What this task involves → Return the entries in full, exactly as written.

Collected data
──────────────────────────────

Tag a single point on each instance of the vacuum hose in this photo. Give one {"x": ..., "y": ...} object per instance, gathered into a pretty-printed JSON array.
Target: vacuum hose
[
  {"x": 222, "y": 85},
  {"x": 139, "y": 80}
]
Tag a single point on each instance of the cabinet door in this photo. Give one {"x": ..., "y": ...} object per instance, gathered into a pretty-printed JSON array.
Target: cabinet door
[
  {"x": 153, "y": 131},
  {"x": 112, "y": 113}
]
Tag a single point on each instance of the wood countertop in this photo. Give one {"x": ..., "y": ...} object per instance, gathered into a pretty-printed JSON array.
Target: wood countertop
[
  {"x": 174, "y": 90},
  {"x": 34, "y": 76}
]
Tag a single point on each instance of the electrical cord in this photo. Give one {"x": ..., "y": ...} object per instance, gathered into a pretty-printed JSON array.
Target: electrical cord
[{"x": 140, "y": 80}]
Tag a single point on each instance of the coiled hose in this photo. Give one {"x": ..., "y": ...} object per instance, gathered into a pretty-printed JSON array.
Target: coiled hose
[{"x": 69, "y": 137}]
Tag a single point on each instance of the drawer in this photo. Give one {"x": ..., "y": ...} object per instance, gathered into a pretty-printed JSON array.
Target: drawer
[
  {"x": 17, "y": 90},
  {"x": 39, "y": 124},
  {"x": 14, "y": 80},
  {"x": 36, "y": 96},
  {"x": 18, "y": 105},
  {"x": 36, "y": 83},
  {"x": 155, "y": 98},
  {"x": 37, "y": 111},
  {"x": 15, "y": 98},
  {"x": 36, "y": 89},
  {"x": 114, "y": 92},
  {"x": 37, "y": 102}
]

──────────────────────────────

Solution to the exercise →
Tag a single point on each instance of the vacuum hose in this photo. Give one {"x": ..., "y": ...} object per instance, gathered into a pretty-printed JSON array.
Target: vacuum hose
[
  {"x": 222, "y": 85},
  {"x": 139, "y": 80}
]
Tag a single point on each instance of the cabinet door in this photo. Give one {"x": ..., "y": ...} object per instance, gathered into a pretty-printed JSON array.
Target: cabinet door
[
  {"x": 153, "y": 131},
  {"x": 112, "y": 113}
]
Tag a single point on each instance of the wood countertop in this photo. Give one {"x": ..., "y": ...} object per instance, gathered into a pretty-printed JSON array.
Target: wood countertop
[
  {"x": 174, "y": 90},
  {"x": 34, "y": 76}
]
Tag a single point on each instance of the electrical cord in this photo. Give one {"x": ..., "y": ...} object per instance, gathered into a pretty-printed JSON array.
Target: electrical cord
[{"x": 140, "y": 80}]
Tag a single point on each instance of the coiled hose in this photo. Give one {"x": ..., "y": ...} object per instance, gathered into a pretty-printed JSON array.
Target: coiled hose
[{"x": 69, "y": 137}]
Tag a single point on each instance of the drawer in this photo. Give one {"x": ..., "y": ...} object per instance, gathered into a pretty-printed JSON array.
Target: drawer
[
  {"x": 17, "y": 90},
  {"x": 39, "y": 124},
  {"x": 14, "y": 80},
  {"x": 36, "y": 96},
  {"x": 18, "y": 105},
  {"x": 36, "y": 83},
  {"x": 155, "y": 98},
  {"x": 37, "y": 111},
  {"x": 15, "y": 98},
  {"x": 36, "y": 89},
  {"x": 114, "y": 92},
  {"x": 37, "y": 102}
]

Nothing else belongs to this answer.